■ DESCRIPTION OF THE TASK ■
Which lines in the data below contain the word "this"? Pull each of them out.

■ SOURCE DATA ■

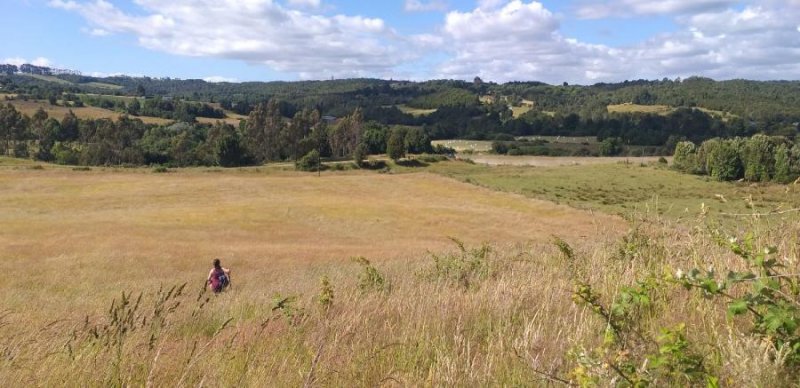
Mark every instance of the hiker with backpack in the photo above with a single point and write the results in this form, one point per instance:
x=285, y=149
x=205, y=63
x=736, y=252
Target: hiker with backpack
x=219, y=278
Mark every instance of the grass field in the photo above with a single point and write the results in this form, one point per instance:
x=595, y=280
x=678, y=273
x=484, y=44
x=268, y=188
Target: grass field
x=48, y=78
x=465, y=145
x=518, y=111
x=563, y=139
x=423, y=313
x=635, y=108
x=122, y=222
x=627, y=185
x=553, y=161
x=415, y=111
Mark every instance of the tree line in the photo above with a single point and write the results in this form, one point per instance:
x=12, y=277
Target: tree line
x=759, y=158
x=266, y=136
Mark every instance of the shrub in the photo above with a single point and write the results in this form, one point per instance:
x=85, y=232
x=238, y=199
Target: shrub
x=309, y=162
x=611, y=146
x=370, y=279
x=770, y=301
x=359, y=154
x=465, y=268
x=685, y=157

■ TASK OUTPUT ■
Mark every instance of the hiker with backpack in the photo above with a single point and write the results in this form, one point per instance:
Mark every instance of the grass field in the photo above with a single point and write the results in this form, one point per instance:
Mark every instance of the tree line in the photo above with a single point and write the results in this form, one point per instance:
Mark every instance of the shrub in the photo above with a single point and write the results in this form, one point per instance:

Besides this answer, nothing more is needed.